**What needs to be done**
Rewrite the records from the line with "Exercise. Mark the rocky" to the line with "Exercise. Mark the person", changing "spreadsheet export" to "data table" and keeping everything else the same.

[Pointing records]
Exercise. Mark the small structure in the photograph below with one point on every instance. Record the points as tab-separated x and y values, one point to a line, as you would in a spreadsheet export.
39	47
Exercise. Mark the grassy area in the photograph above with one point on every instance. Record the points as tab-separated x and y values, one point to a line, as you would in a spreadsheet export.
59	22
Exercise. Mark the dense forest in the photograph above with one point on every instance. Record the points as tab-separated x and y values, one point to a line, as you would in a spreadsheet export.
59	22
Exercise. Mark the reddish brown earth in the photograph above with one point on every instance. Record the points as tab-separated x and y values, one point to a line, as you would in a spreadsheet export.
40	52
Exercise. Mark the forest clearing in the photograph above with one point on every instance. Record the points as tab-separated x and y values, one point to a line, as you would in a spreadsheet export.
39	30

---

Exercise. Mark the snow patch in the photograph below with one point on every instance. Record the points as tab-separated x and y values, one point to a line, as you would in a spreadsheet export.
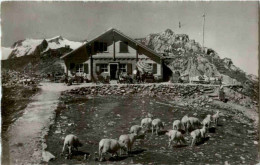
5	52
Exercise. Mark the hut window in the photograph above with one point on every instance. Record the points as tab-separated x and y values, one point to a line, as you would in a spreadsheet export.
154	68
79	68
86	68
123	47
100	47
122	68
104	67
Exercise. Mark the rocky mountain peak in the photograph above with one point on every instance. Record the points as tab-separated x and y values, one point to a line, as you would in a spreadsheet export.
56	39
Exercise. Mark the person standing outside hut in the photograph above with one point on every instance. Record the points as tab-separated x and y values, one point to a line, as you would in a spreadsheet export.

**Result**
Exercise. Mark the rocky mountain peak in the photograph above with one point on every instance. Record the points as tab-separated x and y values, one point to a line, as you would in a data table.
56	39
Exercise. Mark the person standing outside hut in the photograph above with one point on every instance. Record the points as tab-separated x and y values, one point to a line, as you would in a data table.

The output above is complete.